*** DATA SHOWN

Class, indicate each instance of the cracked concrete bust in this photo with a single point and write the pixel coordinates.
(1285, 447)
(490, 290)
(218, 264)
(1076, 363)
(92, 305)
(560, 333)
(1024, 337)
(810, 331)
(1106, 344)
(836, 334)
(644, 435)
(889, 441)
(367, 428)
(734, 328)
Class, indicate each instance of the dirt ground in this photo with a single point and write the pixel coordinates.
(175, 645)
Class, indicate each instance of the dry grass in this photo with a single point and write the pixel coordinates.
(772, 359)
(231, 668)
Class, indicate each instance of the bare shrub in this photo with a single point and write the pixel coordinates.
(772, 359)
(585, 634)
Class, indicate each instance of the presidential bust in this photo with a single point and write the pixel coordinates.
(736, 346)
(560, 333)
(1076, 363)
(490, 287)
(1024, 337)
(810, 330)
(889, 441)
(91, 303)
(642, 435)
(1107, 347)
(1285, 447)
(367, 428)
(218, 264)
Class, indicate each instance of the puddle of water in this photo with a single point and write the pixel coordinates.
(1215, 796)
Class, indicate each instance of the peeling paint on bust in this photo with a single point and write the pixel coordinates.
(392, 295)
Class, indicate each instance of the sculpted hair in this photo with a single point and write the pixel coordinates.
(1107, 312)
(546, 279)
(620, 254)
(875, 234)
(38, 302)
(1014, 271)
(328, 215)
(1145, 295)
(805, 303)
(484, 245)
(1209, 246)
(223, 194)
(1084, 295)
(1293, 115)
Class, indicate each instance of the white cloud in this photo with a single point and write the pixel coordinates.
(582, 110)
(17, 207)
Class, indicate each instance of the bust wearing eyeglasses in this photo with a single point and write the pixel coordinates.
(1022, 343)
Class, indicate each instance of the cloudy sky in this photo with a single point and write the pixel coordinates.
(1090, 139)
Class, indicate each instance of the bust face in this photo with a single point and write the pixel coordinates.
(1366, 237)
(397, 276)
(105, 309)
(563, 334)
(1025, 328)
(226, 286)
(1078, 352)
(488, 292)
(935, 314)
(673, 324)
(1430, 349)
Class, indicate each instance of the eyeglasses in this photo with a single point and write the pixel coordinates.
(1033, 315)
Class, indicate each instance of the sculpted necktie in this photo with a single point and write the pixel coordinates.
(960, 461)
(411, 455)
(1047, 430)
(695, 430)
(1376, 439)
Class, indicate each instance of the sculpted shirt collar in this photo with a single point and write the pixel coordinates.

******
*** DATA SHOWN

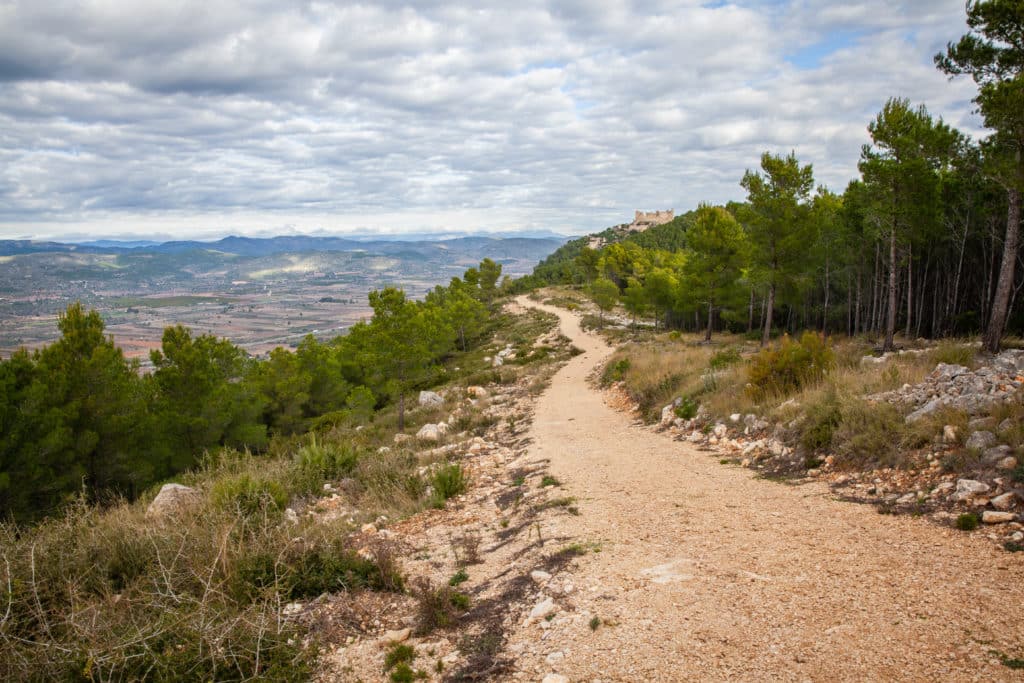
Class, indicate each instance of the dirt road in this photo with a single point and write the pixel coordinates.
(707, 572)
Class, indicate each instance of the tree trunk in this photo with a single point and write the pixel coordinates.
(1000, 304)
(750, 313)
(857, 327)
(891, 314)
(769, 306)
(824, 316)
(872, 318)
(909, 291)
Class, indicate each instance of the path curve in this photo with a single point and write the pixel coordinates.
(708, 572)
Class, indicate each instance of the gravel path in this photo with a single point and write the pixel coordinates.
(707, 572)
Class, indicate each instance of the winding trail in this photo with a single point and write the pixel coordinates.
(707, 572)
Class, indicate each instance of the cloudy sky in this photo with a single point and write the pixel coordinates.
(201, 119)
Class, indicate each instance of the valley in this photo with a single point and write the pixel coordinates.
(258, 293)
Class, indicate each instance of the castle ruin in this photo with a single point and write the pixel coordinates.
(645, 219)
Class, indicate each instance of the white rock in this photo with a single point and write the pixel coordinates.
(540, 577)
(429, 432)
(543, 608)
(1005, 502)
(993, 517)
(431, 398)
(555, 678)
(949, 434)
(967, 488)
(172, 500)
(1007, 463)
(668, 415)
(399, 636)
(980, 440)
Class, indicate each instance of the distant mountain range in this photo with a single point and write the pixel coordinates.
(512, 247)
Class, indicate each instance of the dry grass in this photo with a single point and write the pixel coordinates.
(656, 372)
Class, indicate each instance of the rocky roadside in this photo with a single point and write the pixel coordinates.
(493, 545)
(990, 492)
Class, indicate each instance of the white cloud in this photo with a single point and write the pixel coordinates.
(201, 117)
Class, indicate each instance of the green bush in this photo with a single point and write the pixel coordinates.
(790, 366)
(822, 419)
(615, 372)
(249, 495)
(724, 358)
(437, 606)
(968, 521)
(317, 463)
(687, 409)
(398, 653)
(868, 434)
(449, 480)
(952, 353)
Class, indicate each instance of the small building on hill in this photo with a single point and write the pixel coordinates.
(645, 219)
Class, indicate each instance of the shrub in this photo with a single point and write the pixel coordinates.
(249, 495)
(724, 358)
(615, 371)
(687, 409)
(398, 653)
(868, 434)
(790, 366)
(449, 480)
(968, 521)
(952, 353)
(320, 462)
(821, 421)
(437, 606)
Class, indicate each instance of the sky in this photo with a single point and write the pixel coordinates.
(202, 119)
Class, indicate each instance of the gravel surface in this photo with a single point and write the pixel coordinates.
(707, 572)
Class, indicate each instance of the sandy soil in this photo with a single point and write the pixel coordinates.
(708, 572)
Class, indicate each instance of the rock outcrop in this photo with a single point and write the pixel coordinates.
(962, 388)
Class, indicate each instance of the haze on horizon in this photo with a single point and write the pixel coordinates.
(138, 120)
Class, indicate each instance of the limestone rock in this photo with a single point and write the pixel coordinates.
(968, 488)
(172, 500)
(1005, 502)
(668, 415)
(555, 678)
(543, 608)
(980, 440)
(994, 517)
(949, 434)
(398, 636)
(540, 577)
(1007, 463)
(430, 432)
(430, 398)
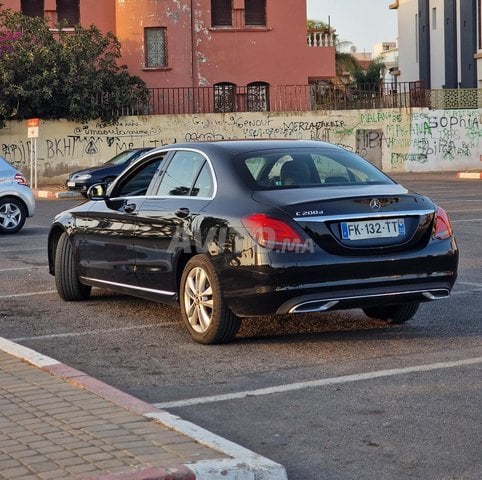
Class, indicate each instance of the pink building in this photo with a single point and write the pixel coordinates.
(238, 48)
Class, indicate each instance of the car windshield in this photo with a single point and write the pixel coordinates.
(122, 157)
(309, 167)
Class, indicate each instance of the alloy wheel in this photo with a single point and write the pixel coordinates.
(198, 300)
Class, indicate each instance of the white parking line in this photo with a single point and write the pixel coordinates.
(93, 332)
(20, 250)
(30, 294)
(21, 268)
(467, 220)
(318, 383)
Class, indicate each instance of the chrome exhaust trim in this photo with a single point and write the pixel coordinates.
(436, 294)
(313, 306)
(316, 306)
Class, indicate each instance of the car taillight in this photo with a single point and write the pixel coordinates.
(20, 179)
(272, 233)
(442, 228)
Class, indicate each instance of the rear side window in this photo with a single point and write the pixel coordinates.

******

> [GIVEN EXERCISE] Rewrite part of the entries above as a numbered list. The part opens with the line containing "Class, indicate each instance of the limestone" and closes with the line containing "Class, indicate each instance of the rear", both included; skip any blank lines and leave the pictures out.

> [SOLVED PROBLEM]
1. Class, indicate each instance of the limestone rock in this photo with a single point and write the pixel coordinates.
2. (968, 488)
3. (172, 500)
4. (1005, 502)
5. (668, 415)
6. (555, 678)
7. (543, 608)
8. (980, 440)
9. (994, 517)
10. (949, 434)
11. (398, 636)
12. (540, 577)
13. (1007, 463)
14. (430, 432)
15. (430, 398)
16. Class, indicate each instance of the pink building in this photo with a single point and write the pixel coordinates.
17. (238, 48)
18. Class, indicate each instance of the car windshield in this photo with a single point and write the pixel coordinates.
19. (122, 157)
20. (309, 167)
21. Class, indicate each instance of the alloy wheel in this photo with a single point and write the pixel coordinates.
22. (198, 300)
23. Class, indicate each instance of the white parking line in this photo with a single point and write the pixel coordinates.
24. (93, 332)
25. (20, 250)
26. (30, 294)
27. (21, 268)
28. (467, 220)
29. (318, 383)
30. Class, indicate each instance of the chrome exhaust trim in this photo with a single point and write the pixel coordinates.
31. (436, 294)
32. (313, 306)
33. (316, 306)
34. Class, indicate each instance of the car taillight in this photo with a single point and write the pixel coordinates.
35. (20, 179)
36. (272, 233)
37. (442, 228)
38. Class, indicate each instance of the rear side window in this photo with a single point and write the pixel coordinates.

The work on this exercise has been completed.